» Listed records:
# # # # #
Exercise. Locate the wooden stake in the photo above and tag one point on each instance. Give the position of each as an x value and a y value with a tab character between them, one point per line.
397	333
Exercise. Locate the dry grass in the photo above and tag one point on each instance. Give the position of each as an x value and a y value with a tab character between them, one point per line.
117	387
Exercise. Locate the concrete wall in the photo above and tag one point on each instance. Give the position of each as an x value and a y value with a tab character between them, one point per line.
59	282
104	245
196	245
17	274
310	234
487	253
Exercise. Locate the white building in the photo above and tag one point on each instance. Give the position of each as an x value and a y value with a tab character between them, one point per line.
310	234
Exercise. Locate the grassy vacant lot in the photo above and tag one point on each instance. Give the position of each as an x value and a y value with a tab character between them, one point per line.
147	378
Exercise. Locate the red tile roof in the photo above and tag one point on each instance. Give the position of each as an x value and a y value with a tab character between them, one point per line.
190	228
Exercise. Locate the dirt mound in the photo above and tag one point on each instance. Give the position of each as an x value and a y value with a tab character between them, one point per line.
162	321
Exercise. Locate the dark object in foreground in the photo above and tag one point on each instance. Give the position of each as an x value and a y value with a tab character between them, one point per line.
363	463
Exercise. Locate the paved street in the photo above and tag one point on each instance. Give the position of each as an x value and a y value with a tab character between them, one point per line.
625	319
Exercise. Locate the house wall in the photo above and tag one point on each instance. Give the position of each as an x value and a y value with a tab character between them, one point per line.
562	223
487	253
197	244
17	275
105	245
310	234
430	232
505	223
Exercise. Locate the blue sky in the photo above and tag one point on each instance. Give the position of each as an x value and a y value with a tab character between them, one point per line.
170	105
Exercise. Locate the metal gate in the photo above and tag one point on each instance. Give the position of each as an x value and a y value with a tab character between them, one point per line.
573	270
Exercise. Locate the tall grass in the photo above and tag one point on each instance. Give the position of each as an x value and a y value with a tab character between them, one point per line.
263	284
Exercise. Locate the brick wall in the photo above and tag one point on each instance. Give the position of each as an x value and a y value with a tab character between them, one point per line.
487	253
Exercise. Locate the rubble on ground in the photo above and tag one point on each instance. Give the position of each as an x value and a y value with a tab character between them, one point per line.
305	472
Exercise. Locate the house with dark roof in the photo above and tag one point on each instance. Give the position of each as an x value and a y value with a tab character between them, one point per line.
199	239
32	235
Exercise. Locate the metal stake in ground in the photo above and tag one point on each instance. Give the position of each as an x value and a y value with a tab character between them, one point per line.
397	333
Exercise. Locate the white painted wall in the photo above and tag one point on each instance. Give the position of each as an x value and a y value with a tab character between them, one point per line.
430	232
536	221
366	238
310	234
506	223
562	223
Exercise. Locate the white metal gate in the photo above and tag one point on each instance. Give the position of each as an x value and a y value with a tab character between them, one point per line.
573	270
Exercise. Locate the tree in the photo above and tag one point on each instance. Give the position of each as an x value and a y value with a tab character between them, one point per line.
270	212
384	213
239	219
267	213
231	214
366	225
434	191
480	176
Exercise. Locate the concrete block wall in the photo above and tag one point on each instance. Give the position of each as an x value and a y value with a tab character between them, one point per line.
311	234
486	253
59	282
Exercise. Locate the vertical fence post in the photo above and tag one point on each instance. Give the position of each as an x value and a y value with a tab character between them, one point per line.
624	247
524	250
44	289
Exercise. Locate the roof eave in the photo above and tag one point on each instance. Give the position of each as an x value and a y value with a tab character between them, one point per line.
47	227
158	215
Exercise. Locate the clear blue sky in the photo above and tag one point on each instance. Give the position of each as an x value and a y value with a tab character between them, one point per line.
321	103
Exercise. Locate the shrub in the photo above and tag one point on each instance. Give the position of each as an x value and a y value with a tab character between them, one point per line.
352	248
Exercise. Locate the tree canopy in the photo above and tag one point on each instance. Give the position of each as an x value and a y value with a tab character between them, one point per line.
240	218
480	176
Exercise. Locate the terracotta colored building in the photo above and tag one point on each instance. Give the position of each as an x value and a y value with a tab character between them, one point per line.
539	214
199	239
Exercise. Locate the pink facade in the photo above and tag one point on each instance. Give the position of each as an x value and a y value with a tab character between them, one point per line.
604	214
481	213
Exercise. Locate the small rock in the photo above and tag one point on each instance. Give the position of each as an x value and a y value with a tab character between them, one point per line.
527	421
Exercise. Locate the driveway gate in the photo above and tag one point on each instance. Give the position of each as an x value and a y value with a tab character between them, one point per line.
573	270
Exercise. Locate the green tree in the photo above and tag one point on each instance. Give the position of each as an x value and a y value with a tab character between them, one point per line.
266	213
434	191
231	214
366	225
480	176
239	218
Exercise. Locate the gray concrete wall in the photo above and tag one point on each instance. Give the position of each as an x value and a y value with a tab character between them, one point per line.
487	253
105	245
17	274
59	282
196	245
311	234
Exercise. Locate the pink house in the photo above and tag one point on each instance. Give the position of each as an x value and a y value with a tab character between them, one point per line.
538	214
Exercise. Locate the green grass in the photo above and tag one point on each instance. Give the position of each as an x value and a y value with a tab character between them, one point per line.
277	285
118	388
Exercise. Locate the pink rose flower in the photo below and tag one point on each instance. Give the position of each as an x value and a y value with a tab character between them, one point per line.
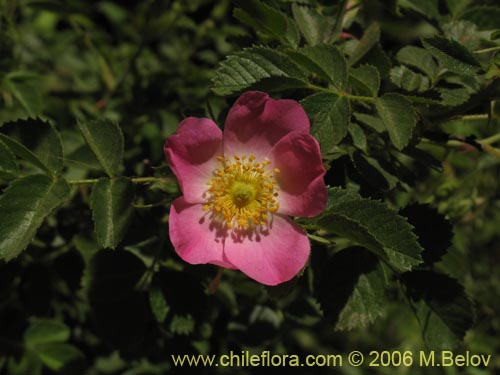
240	186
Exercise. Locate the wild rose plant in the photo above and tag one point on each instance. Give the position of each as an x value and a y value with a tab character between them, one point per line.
241	186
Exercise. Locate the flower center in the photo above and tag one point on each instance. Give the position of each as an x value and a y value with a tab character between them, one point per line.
242	192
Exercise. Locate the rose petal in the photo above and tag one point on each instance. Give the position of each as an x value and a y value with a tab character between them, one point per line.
302	190
192	154
270	258
195	238
256	122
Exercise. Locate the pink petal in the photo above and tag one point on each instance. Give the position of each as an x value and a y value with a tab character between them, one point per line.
270	258
302	191
192	154
256	122
195	238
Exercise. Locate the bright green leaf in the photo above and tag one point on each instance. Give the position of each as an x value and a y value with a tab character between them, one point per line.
330	116
408	80
311	24
373	225
452	55
256	65
24	205
8	164
37	142
419	58
368	41
365	80
399	118
112	209
44	331
105	138
326	61
445	313
485	17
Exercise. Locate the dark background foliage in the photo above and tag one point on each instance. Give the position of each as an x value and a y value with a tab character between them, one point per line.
403	98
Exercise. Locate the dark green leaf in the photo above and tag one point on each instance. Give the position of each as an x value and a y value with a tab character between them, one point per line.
428	8
24	206
418	58
57	356
433	230
452	55
243	70
311	24
444	313
105	138
371	121
485	17
373	172
373	225
398	116
268	20
453	97
368	41
365	80
24	86
358	136
326	61
352	288
330	116
35	141
44	331
408	80
8	165
112	209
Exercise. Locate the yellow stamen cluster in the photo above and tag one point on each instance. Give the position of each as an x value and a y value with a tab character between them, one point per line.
242	192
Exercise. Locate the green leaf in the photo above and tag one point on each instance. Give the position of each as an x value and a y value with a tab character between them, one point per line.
57	356
245	69
368	41
326	61
372	122
398	116
24	206
433	230
268	20
311	24
8	165
358	136
373	172
408	80
330	116
24	86
418	58
445	313
105	138
44	331
365	80
159	305
485	17
452	55
373	225
453	97
112	209
352	288
37	142
428	8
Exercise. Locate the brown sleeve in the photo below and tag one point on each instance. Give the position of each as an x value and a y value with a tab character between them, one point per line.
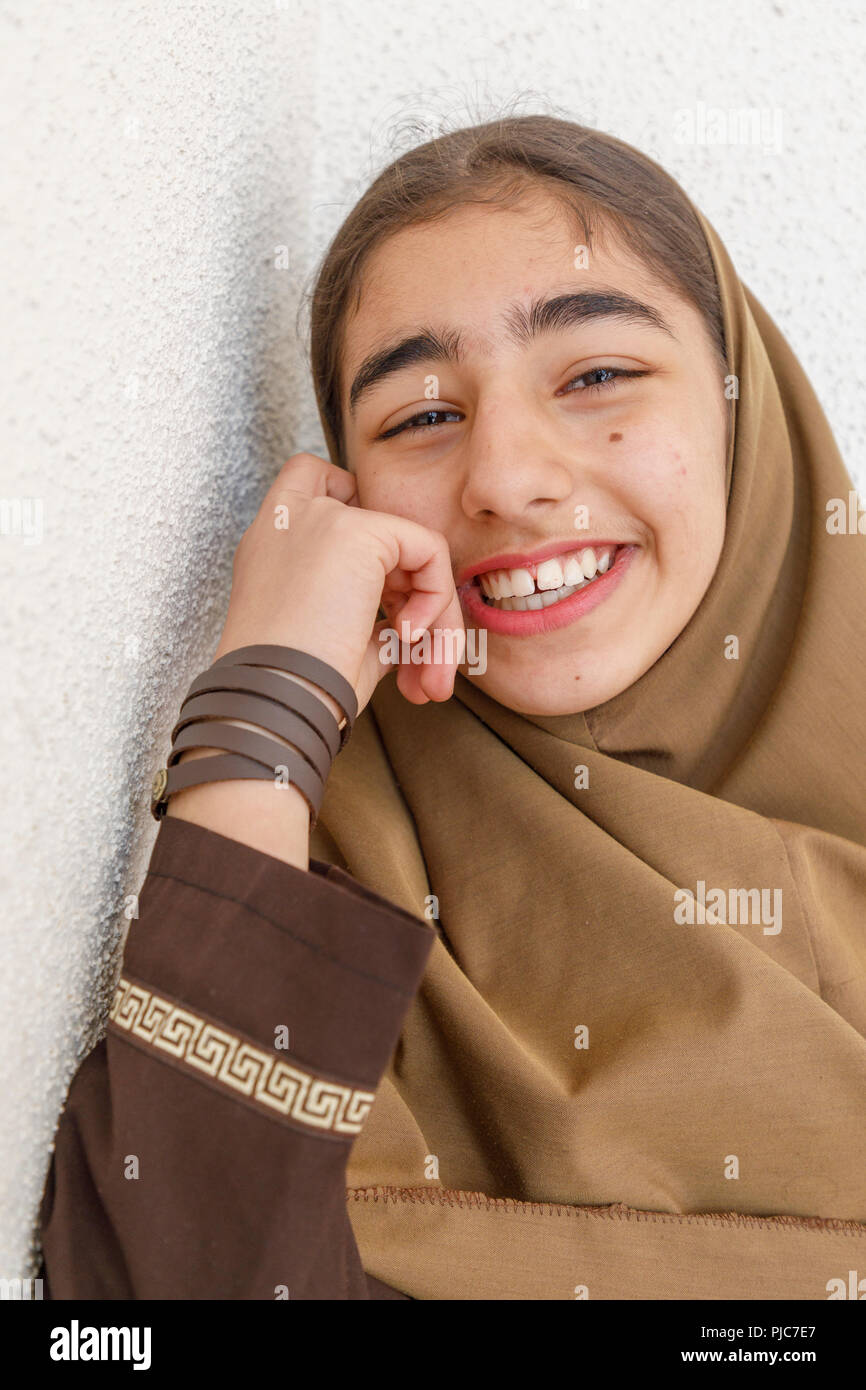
196	1155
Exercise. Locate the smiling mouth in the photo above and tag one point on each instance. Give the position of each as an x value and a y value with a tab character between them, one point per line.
546	583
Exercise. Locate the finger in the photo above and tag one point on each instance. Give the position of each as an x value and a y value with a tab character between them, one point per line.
312	476
423	560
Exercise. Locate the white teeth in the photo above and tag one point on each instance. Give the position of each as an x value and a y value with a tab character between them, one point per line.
553	580
520	583
549	576
572	570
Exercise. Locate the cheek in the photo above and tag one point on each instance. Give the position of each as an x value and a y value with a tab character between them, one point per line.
677	491
384	489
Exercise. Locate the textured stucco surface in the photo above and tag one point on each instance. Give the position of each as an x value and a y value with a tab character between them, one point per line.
156	156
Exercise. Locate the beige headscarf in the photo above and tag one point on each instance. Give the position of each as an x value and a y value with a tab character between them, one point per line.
590	1097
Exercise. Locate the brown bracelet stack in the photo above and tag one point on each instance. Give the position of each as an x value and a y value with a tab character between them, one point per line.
235	687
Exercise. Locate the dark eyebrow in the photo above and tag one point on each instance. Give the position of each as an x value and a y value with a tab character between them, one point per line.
544	316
# # # # #
» Written instruction:
From the line containing "Exercise. Locate the smiling" through the final line of the listing above, retype every line exactly; leave out everything else.

» Completed task:
Exercise. Locate the smiling mouth in the photo above and tag one point on each instance. Give the position of each as an x value and a y value with a tab character between them, one point per line.
546	583
Exercise. Locate the finger in the photo above and tag one point on each instance. Give the position of each as an x value and a y value with a tab character between them, one point per line.
312	476
423	560
Exercise. Locate the white teeth in the photo above and tag one point on each instance. Give the position of each as an x value and a y value with a tab character between them, one point per line.
553	580
520	583
549	576
572	570
Exercise. Locate the cheek in the photo above and tag one point on each instance. Give the position of each as an x value and a y value with a tab character between them, one point per line.
677	491
384	489
Exercise. Locate the textured stucco surface in the photo above and tag one point on each instance. Give the position of each as an x value and a y value with a tab character between them, one point per line.
156	156
Exercise. Locate the beige headscarf in the photo above and tag one point on each instance. Give the position of each as an x value and a y value with a tab character between them, one point per line.
590	1097
Exercise. Locate the brown bracelet stack in the photo above and tag one point on each instance. Give the position of each as an x value and a y value with a tab character between them, one point per line.
235	687
Exercise. Locate the dark eyebrow in the photo above and tag one point on each instance. Give the position of each as an x value and a y value with a tab character between them, one point per line.
544	316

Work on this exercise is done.